### Exercise materials
╔══

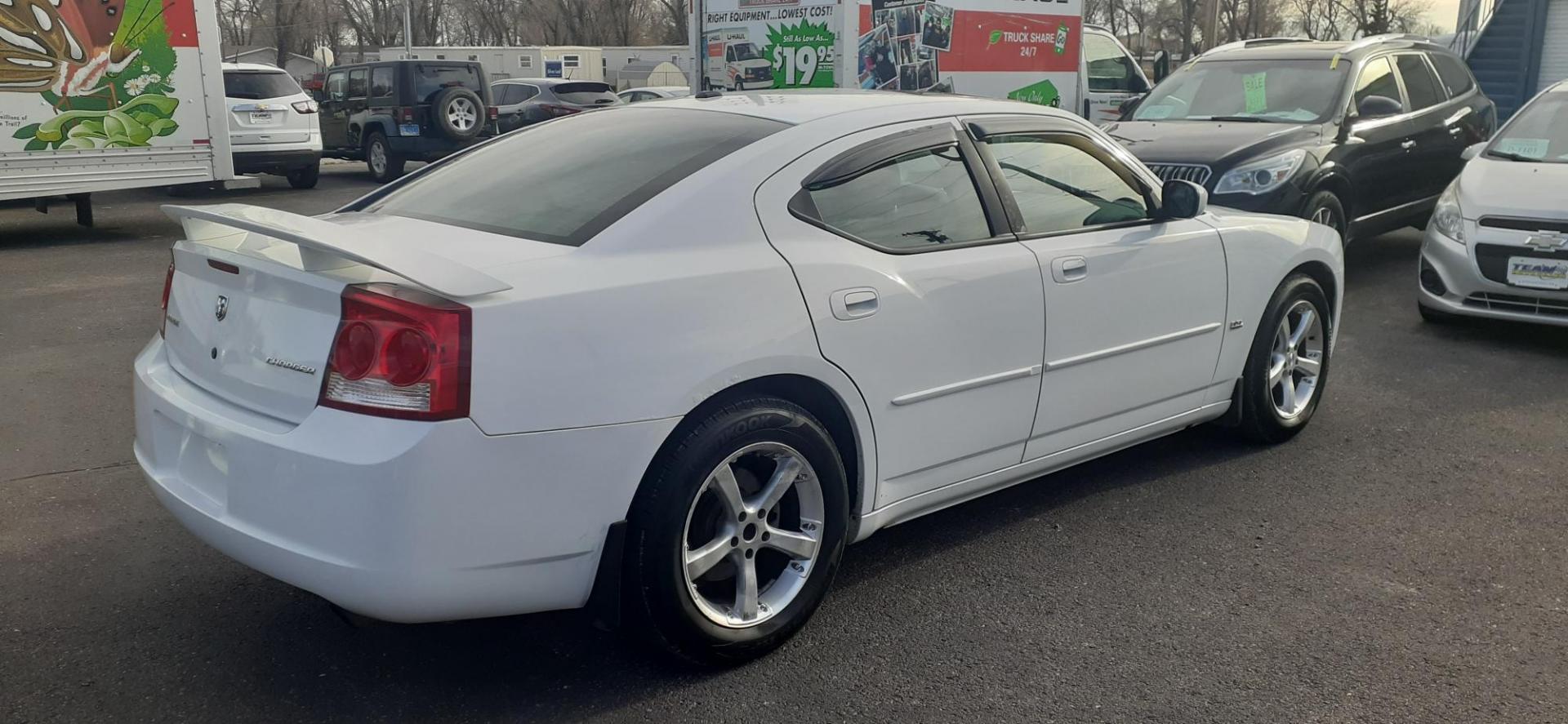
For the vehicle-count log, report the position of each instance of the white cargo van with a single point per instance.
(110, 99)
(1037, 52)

╚══
╔══

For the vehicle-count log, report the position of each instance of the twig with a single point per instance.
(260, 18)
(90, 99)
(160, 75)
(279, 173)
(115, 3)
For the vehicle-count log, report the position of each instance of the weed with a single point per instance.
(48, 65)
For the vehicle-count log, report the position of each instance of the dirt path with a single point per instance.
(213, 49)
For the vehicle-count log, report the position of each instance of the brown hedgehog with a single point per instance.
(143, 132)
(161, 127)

╚══
╔══

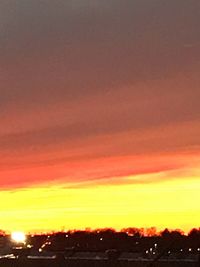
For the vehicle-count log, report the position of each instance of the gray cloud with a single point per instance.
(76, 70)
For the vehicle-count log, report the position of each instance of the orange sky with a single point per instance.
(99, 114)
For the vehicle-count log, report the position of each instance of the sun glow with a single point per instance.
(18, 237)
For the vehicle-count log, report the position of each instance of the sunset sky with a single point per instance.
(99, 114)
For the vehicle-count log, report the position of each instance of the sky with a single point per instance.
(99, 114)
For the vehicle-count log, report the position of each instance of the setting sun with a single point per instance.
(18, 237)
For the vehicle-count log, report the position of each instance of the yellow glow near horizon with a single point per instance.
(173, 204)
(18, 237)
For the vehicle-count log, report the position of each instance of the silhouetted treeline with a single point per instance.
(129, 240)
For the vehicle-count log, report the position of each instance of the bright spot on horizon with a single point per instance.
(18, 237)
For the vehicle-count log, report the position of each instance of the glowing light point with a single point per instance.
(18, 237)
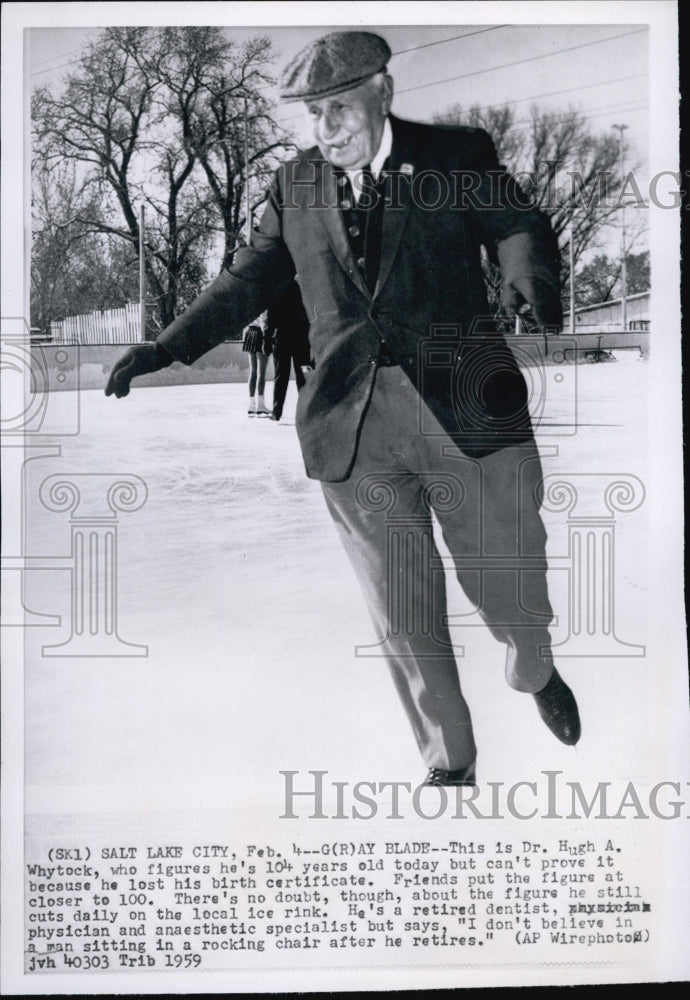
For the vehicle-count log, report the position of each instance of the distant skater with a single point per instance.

╚══

### Directions
Please show each line of the rows above that contains the word "horizon", copying every such line in full.

### Complete response
For the vehicle-count log, report the position of each instance of the yellow glow near horizon with a single point per instance.
For the vehicle-count log, report the position of each instance of the bright spot on horizon with a single point per instance.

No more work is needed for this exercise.